[Text extract]
World Economy

Global Growth Powers Ahead, But Trade Friction Rising

The IMF recently forecast global growth of 3.9% for this year and next year, up from an estimated 3.7% gain in 2017. It also noted surprisingly strong growth in Europe and Asia
Emerging markets have had a good performance and attracted strong non-resident capital flow last year. Emerging markets have had a good performance and attracted strong non-resident capital flow last year.

As recently as 2016, the global economy was still stuck in a slump in the aftermath of the Great Recession of 2007-2009 and a debt crisis in Europe. China’s economy was slowing steadily, raising fears of economic fallout in the developing countries that supply raw materials to the world’s second biggest economy.

That changed last year, as the global economy picked up, with Europe, Japan, China and many developing nations growing in tandem for the first time in a decade, Yahoo reported.

All told, 120 countries, representing three-quarters of world economic output, enjoyed economic growth in 2017, creating the broadest global expansion in seven years, according to the International Monetary Fund.

The lending agency recently forecast global growth of 3.9% for this year and next year, up from an estimated 3.7% gain in 2017. In its outlook, the IMF noted surprisingly strong growth in Europe and Asia.

Economies in emerging markets have been growing. A weaker dollar, now at three-year lows, has helped, said Conrad Saldanha, portfolio manager of the Neuberger Berman Emerging Markets Fund.

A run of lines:

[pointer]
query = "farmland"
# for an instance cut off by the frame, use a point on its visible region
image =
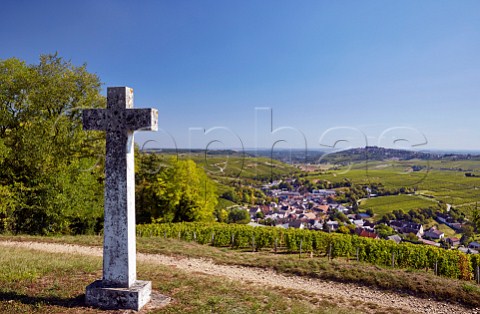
(386, 204)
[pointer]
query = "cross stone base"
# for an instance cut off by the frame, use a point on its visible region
(133, 298)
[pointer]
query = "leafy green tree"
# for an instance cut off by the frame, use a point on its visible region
(239, 216)
(177, 191)
(51, 178)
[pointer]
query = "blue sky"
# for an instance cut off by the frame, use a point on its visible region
(342, 72)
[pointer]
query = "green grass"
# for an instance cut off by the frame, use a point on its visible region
(386, 204)
(420, 283)
(39, 282)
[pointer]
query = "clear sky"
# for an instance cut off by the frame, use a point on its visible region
(375, 71)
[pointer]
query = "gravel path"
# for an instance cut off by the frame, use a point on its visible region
(347, 295)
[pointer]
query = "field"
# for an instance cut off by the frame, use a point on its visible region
(40, 282)
(386, 204)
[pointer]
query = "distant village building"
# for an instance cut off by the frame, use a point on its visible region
(434, 233)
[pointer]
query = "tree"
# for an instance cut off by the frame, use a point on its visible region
(51, 177)
(179, 191)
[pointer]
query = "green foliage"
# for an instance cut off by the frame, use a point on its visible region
(50, 177)
(173, 192)
(238, 216)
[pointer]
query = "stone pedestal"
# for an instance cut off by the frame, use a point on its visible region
(133, 298)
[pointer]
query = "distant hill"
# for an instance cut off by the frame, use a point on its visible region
(361, 154)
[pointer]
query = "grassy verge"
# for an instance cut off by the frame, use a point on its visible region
(38, 282)
(419, 283)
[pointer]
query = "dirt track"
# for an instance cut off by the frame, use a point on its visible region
(345, 295)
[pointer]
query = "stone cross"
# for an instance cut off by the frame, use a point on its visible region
(119, 288)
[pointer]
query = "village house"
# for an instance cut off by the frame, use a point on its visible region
(474, 245)
(453, 241)
(395, 238)
(406, 227)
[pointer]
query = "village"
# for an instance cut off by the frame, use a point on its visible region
(319, 210)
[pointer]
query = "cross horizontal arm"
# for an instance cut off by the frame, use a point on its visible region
(118, 120)
(141, 119)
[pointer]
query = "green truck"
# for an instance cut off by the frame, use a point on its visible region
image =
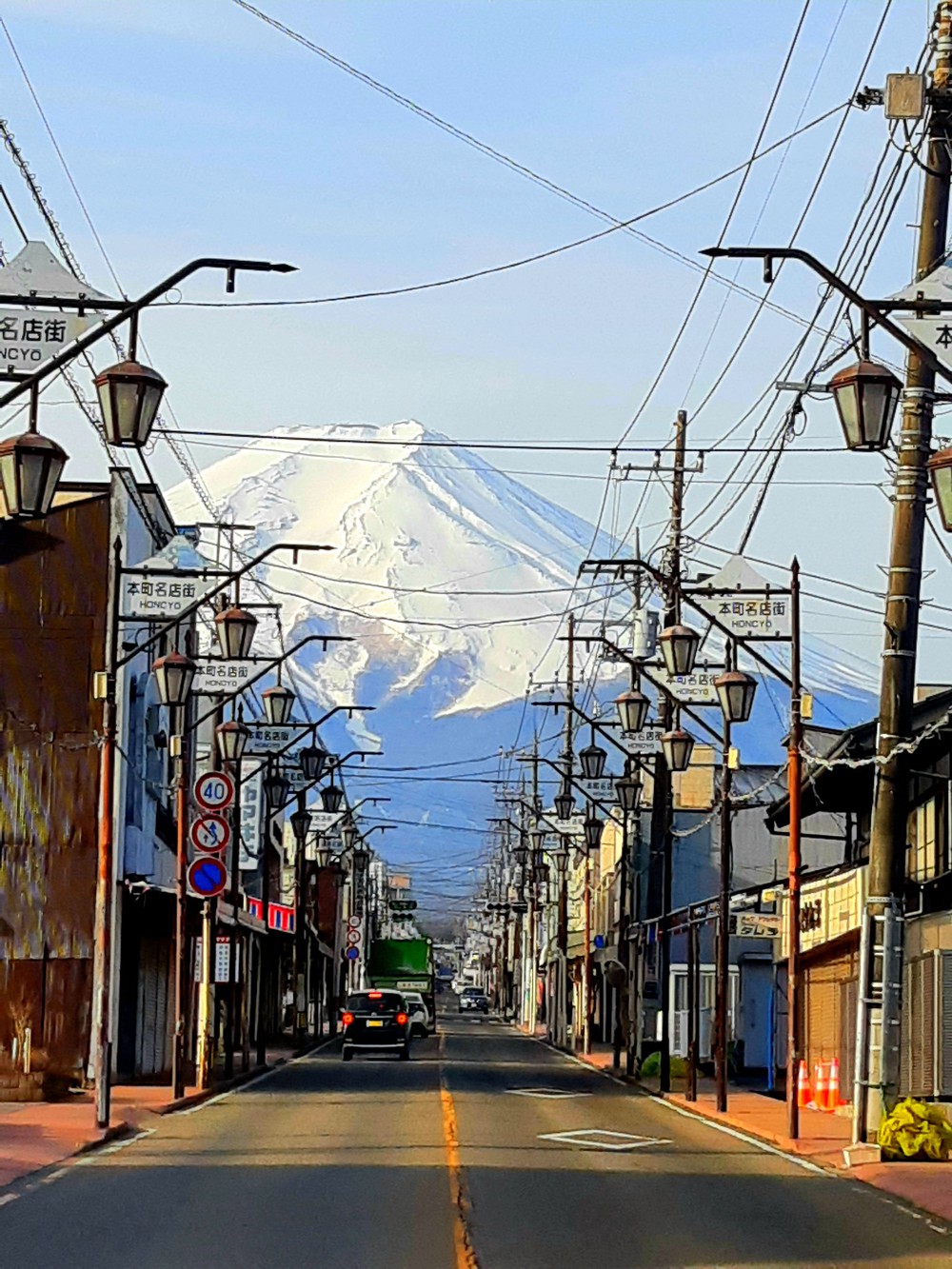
(404, 964)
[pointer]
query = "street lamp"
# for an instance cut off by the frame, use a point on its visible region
(593, 763)
(593, 833)
(277, 704)
(331, 797)
(564, 804)
(628, 792)
(735, 690)
(276, 789)
(174, 674)
(866, 396)
(312, 762)
(680, 644)
(30, 471)
(129, 397)
(632, 711)
(348, 834)
(678, 746)
(231, 739)
(236, 629)
(300, 826)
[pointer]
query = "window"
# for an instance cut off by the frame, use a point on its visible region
(923, 842)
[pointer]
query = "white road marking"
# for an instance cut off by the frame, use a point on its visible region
(604, 1139)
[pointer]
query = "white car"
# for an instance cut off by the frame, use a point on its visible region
(421, 1021)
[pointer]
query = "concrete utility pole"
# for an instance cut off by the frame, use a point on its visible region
(662, 806)
(879, 1025)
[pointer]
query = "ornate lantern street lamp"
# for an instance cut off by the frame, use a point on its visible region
(564, 804)
(593, 833)
(231, 739)
(678, 746)
(301, 826)
(593, 763)
(276, 788)
(314, 761)
(331, 797)
(680, 644)
(236, 632)
(735, 690)
(30, 471)
(866, 396)
(632, 711)
(174, 674)
(278, 704)
(129, 397)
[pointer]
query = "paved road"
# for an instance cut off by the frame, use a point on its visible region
(445, 1159)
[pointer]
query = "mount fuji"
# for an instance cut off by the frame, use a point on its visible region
(452, 579)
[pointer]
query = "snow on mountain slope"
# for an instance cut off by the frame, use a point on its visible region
(442, 565)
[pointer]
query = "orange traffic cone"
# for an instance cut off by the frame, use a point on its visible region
(822, 1086)
(803, 1086)
(833, 1090)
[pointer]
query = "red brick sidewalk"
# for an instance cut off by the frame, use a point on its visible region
(822, 1140)
(36, 1135)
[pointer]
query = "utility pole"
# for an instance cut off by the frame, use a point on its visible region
(723, 983)
(879, 1024)
(795, 765)
(662, 801)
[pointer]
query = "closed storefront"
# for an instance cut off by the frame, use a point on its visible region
(925, 1066)
(829, 1001)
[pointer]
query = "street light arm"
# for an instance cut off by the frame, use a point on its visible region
(293, 547)
(868, 306)
(135, 306)
(269, 665)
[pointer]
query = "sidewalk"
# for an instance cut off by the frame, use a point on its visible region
(36, 1135)
(822, 1139)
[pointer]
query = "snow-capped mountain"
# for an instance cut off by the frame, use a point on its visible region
(452, 580)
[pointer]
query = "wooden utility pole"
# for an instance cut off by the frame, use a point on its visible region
(878, 1051)
(662, 801)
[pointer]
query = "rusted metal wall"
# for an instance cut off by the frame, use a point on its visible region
(52, 629)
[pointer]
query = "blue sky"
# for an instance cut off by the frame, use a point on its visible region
(193, 129)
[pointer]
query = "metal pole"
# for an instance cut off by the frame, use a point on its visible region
(586, 985)
(691, 1092)
(105, 875)
(794, 783)
(724, 924)
(178, 1059)
(889, 835)
(662, 807)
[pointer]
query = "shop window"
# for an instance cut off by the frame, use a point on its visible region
(924, 854)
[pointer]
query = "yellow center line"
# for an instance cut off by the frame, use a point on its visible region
(463, 1246)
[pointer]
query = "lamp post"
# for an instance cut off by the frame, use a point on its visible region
(174, 674)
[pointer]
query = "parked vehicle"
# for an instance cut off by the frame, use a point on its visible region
(421, 1017)
(376, 1021)
(474, 998)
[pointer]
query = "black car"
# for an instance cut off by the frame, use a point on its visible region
(474, 998)
(376, 1021)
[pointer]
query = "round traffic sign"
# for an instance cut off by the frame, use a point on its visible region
(208, 877)
(209, 833)
(213, 791)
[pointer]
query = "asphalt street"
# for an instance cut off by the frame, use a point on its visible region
(486, 1149)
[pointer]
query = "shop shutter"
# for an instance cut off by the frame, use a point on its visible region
(918, 1047)
(946, 1024)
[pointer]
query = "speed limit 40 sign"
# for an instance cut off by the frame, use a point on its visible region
(213, 791)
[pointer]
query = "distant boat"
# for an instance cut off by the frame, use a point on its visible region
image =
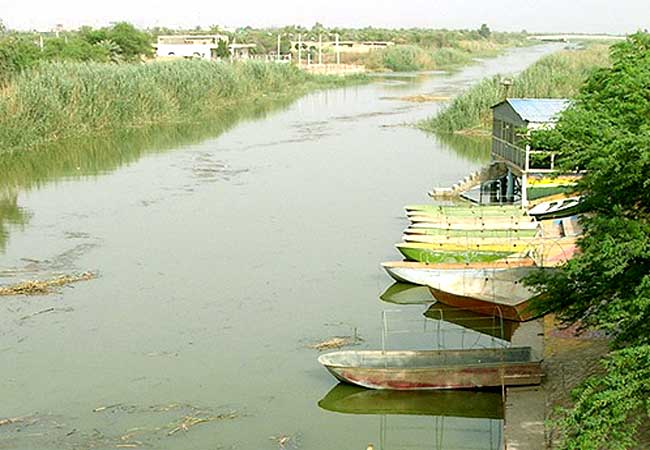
(555, 209)
(503, 295)
(348, 399)
(471, 240)
(500, 230)
(489, 325)
(407, 294)
(450, 253)
(434, 369)
(434, 274)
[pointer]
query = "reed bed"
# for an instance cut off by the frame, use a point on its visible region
(559, 75)
(410, 58)
(63, 99)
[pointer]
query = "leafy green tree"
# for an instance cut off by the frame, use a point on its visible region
(222, 49)
(484, 31)
(607, 284)
(132, 42)
(75, 49)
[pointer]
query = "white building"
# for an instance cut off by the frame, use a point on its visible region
(189, 46)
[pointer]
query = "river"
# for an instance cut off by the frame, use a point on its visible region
(223, 251)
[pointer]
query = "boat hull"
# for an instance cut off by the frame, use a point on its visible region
(518, 313)
(454, 369)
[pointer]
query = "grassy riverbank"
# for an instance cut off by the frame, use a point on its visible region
(559, 75)
(412, 57)
(66, 99)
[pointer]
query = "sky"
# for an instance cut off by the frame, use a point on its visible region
(584, 16)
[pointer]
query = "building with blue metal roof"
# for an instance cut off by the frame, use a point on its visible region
(511, 121)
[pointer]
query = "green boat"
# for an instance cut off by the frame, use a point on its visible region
(509, 233)
(407, 294)
(492, 326)
(347, 399)
(460, 211)
(428, 254)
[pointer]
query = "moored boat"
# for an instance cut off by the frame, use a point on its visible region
(503, 295)
(434, 274)
(467, 211)
(450, 252)
(348, 399)
(489, 325)
(407, 294)
(434, 369)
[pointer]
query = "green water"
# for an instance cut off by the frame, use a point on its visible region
(223, 251)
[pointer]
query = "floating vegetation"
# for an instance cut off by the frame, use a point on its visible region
(131, 426)
(44, 287)
(286, 441)
(337, 342)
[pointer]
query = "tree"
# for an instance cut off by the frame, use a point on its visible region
(132, 42)
(484, 31)
(606, 286)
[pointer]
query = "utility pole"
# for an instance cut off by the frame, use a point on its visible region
(320, 48)
(338, 52)
(299, 49)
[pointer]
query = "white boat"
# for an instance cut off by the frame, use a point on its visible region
(437, 275)
(555, 209)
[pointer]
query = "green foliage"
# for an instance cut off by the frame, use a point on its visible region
(484, 31)
(60, 99)
(606, 285)
(74, 49)
(17, 53)
(222, 49)
(555, 76)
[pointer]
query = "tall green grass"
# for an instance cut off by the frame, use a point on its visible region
(64, 99)
(559, 75)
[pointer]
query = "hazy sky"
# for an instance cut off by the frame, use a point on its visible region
(622, 16)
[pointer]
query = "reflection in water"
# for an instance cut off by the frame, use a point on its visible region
(471, 148)
(436, 419)
(101, 154)
(10, 215)
(348, 399)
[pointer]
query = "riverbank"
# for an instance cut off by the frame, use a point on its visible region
(63, 100)
(559, 75)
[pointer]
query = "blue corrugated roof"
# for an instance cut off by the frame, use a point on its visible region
(538, 109)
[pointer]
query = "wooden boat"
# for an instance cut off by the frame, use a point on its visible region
(450, 253)
(348, 399)
(464, 211)
(555, 209)
(434, 369)
(489, 325)
(501, 230)
(407, 294)
(433, 274)
(502, 294)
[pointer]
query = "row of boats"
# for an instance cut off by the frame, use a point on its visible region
(474, 258)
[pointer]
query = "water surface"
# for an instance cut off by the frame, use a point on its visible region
(223, 251)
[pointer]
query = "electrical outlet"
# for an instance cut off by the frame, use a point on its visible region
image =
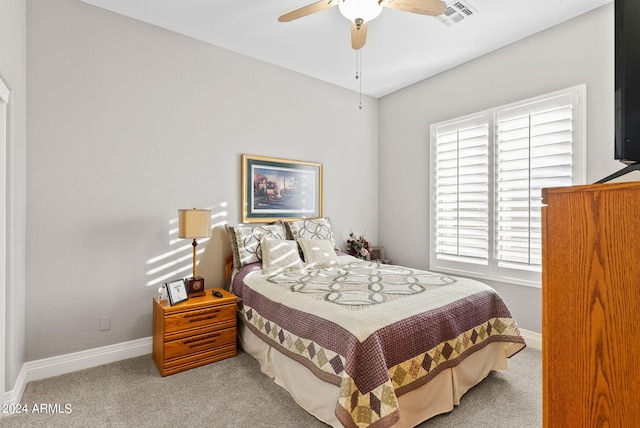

[To do]
a: Answer these from the world economy article, one line each:
(i) According to the International Monetary Fund, how many countries enjoyed economic growth in 2017?
(ii) What position does Conrad Saldanha hold?
(iii) What global growth rate did the IMF forecast for this year and next year?
b: Write a continuation of the article on global growth and trade friction, starting after its last sentence.

[Exercise results]
a:
(i) 120 countries, representing three-quarters of world economic output.
(ii) He is portfolio manager of the Neuberger Berman Emerging Markets Fund.
(iii) 3.9%.

b:
“That growth you’re seeing plays out from an emerging markets context in the more global growth oriented markets,” he said. “Those that are linked to global growth, such as China, are performing strongly this year.” Saldanha noted that energy and financials are among the best performing sectors in emerging markets.

“The other area is exposure to the global consumer,” Saldanha said. “Today in emerging markets global consumer spending is higher than in developed markets.” Long-term, Saldanha is betting emerging markets stocks will continue to rise, driven by revenue and earnings growth. “We’ve already seen a nice upshot this year in emerging markets,” he said.

Risks Abound

Fair Observer, a US-based nonprofit media organization, talks to Hung Tran, the executive managing director of the Institute of International Finance, about the prospects for the global economy in 2018.

Q: What are the most significant political risks in 2018 you highlight for the developed economies and the US economy?

Hung Tran: Besides the geopolitical tension, the key political risk this year is rising trade friction as protectionist measures from the US—in addition to measures on solar panels and washing machines, there will be steps on aluminum, steel and intellectual property—meet with possible retaliatory moves by other countries, especially China.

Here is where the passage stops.